Fırsatçılıkta pek mahirdirler patronlar. Hele de işçilerin örgütsüzlüğü koşullarında fırsatçılıkları ileri bir seviyeye çıkarak parmak ısırtır, şaşkına çevirir insanı. Yaptıkları kendi aralarında, birbiriyle kıyaslandığında hafif kalabilir ama biz işçiler arasında küçük dilimizi yutturacak cinsten bir olaya dönüşür. “Adamlar fırsatçılığın kitabını yazdı be” diye hatırlanır ilerde. Pervasızlığın sınırı yok ama dedik ya bu denli cüretkâr oluşlarının sebebi örgütsüzlüğümüz. Ekonomik krizde işçiye fedakârlık patrona fırsatçılık mı düşer hep be usta! Gelin bu fırsatçılığın matematiğine bakalım hep birlikte.

__Görev yönergesi__
Yukarıdaki alıntılanan metinde "Fırsatçılıkta pek mahirdirler patronlar" diye başlayan paragrafı, ana bilgilerini koruyarak daha kısa biçimde yeniden yazın.

__Veri kesiti__
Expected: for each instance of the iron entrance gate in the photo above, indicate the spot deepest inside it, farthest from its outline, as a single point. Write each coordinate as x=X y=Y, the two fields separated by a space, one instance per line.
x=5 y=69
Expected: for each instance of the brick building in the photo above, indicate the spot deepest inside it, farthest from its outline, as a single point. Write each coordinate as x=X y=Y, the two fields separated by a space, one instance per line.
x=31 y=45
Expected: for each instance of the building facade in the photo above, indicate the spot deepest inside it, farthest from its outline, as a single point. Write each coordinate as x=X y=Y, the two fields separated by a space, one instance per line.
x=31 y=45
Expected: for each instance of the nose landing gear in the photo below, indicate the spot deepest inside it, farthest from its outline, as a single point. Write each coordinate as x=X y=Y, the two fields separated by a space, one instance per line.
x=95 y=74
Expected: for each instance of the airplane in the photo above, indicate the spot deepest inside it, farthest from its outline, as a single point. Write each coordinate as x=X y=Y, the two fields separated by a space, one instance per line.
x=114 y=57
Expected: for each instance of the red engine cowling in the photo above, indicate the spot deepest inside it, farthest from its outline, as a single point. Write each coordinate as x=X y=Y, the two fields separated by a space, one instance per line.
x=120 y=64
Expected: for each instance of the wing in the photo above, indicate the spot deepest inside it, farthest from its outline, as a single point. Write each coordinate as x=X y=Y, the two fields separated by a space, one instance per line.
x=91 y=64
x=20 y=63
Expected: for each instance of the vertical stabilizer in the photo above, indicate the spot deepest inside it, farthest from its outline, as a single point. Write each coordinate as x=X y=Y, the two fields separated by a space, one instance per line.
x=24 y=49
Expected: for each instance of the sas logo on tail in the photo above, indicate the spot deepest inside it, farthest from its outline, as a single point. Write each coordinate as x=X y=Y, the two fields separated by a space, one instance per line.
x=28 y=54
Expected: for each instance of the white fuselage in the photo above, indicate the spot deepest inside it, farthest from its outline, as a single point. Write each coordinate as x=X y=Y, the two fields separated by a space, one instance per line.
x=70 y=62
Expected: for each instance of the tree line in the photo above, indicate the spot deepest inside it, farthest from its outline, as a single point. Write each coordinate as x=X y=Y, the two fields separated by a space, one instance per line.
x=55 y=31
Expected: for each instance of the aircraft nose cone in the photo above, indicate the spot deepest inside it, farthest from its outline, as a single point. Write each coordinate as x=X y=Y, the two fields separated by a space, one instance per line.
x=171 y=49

__Çözüm__
Patronlar fırsatçılıkta çok ustadır ve işçiler örgütsüz olduğunda bu fırsatçılık insanı şaşkına çeviren bir düzeye ulaşır. Kendi aralarında hafif görünen davranışları, işçiler için akıl almaz olaylara dönüşür. Bu pervasızlığın sebebi işçilerin örgütsüzlüğüdür. Ekonomik krizde fedakârlık hep işçiye, fırsatçılık ise patrona mı düşer? Bu fırsatçılığın matematiğine birlikte bakmak gerekir.